> Description of the task: Exactly reproduce each entry, leaving out nothing.

> Materials provided:
++++++++++++++++++++
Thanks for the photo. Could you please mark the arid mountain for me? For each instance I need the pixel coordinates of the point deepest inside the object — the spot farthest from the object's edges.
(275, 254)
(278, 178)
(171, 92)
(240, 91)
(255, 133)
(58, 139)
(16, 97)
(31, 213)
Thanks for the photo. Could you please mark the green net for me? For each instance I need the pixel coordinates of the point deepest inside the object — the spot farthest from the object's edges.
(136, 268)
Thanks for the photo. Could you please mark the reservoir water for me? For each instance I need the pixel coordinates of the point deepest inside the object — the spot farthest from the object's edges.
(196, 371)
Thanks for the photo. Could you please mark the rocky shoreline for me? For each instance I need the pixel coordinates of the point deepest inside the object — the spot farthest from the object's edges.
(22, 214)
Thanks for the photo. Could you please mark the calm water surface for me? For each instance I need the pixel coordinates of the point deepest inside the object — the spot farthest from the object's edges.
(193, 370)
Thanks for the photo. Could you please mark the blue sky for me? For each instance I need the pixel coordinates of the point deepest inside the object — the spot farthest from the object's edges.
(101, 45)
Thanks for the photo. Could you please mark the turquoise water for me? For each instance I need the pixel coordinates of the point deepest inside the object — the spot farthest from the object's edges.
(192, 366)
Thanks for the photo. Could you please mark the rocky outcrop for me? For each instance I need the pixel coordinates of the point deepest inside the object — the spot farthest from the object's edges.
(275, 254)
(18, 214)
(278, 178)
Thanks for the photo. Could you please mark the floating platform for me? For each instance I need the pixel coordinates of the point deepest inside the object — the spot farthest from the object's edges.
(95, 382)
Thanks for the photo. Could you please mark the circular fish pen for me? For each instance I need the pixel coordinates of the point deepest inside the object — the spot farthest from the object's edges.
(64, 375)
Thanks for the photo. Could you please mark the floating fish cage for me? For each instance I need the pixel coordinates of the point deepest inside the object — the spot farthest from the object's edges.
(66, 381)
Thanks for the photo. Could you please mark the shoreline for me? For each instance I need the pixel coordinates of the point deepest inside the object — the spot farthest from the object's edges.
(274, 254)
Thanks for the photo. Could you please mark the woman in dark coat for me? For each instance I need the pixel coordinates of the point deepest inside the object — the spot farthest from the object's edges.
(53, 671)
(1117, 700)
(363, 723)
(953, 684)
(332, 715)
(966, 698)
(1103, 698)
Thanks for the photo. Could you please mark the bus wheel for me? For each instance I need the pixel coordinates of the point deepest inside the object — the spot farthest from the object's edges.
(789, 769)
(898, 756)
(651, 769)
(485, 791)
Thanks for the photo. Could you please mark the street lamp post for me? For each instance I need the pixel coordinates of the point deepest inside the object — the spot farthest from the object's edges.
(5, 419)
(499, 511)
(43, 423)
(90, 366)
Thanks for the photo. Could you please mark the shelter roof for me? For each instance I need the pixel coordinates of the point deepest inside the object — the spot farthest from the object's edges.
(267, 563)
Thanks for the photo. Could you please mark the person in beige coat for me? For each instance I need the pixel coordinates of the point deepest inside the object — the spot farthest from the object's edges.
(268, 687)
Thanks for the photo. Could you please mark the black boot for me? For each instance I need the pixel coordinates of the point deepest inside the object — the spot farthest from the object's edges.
++++++++++++++++++++
> Solution:
Thanks for the photo. Could you please mark the arid mountain for me? For each instance I need the pixel coordinates of the point deepest inside the object — the spot farthest from the object's edges.
(275, 254)
(278, 178)
(171, 92)
(240, 91)
(255, 133)
(58, 139)
(16, 97)
(31, 213)
Thanks for the photo. Could you please mark the green net for me? For each instance I need the pixel coordinates of the point deepest inside the object — the spot farthest from the object's edges.
(136, 268)
Thanks for the photo. Could you please mark the reservoir water for me? For each instance I need the pixel coordinates of the point deepest inside the object — the spot farthest from the object's edges.
(196, 371)
Thanks for the photo. Could you please mark the rocky shoreline for me? For each instance I need the pixel coordinates of the point deepest inside the object — the spot farthest from the object's edges.
(22, 214)
Thanks for the photo. Could you please mark the calm water surface for me? For each instance I need the pixel coordinates of the point deepest inside the object — the spot farthest from the object's edges.
(193, 370)
Thanks for the photo. Could you please mark the blue sky for me? For each instance I need the pixel coordinates of the point deepest inside the object — the spot farthest from the object's edges.
(101, 45)
Thanks for the photo. Could you please mark the turquoise water for me? For each instance I need the pixel coordinates of the point deepest inside the object — the spot farthest from the object's edges.
(192, 366)
Thanks for the photo. Could you please mark the rocky outcrop for me? For each instance I need the pixel coordinates of the point deepest inside the object — the spot farthest from the object's edges.
(275, 254)
(18, 214)
(278, 178)
Thanks for the photo. Could you please mark the floating platform for me? For each instance I need the pixel coordinates of the point deepest inside the object — the spot farthest from the object's edges.
(95, 382)
Thanks for the photo. Could you please mark the circular fish pen for me? For each instance I need the pixel coordinates of the point deepest inside the object — the spot farthest from the object's edges.
(64, 375)
Thanks for the photo. Could you please mark the floating fish cage for me? For each instance I need the pixel coordinates of the point deepest inside the object — the spot farthest from the object's edges.
(66, 381)
Thanks for the photo. Could you please mark the shoreline for me? For each instance I need the pixel coordinates of the point deepest inside the object — the spot farthest from the object's edges.
(274, 254)
Thanks for the photo. Could you please mark the woman in dark coat for me? For each instance I need the pixel coordinates of the point deepest inside the object — the spot farthest from the object's edges.
(53, 671)
(1117, 700)
(363, 723)
(953, 684)
(332, 715)
(966, 698)
(1103, 698)
Thanks for the photo. Could you please mark the bus wheel for me? For each instance I need the pixel coordinates of the point deepest inside the object — the spot farthest from the object's edges.
(789, 769)
(898, 756)
(651, 769)
(485, 791)
Thanks for the photo. Could you please mark the street lamp post for me? For each instance I need the pixel coordinates of the point deepest inside the object — the spot farthest from the object's edges.
(5, 419)
(499, 511)
(43, 423)
(90, 366)
Thanks for the photo. Could you please mark the shelter roof for me? For each instance I need the pixel coordinates of the point deepest inside the object — the spot farthest from the object's edges.
(267, 563)
Thanks for the photo. Could you please mark the person in beige coat for me? For each instance I need the pixel coordinates of the point deepest inside the object — the spot farthest from the object's edges.
(268, 687)
Thanks for the photo. Could you please mark the black boot for me? For each instance I need the pixel coordinates of the point deepest inside the object — the spot farthest from the object's edges.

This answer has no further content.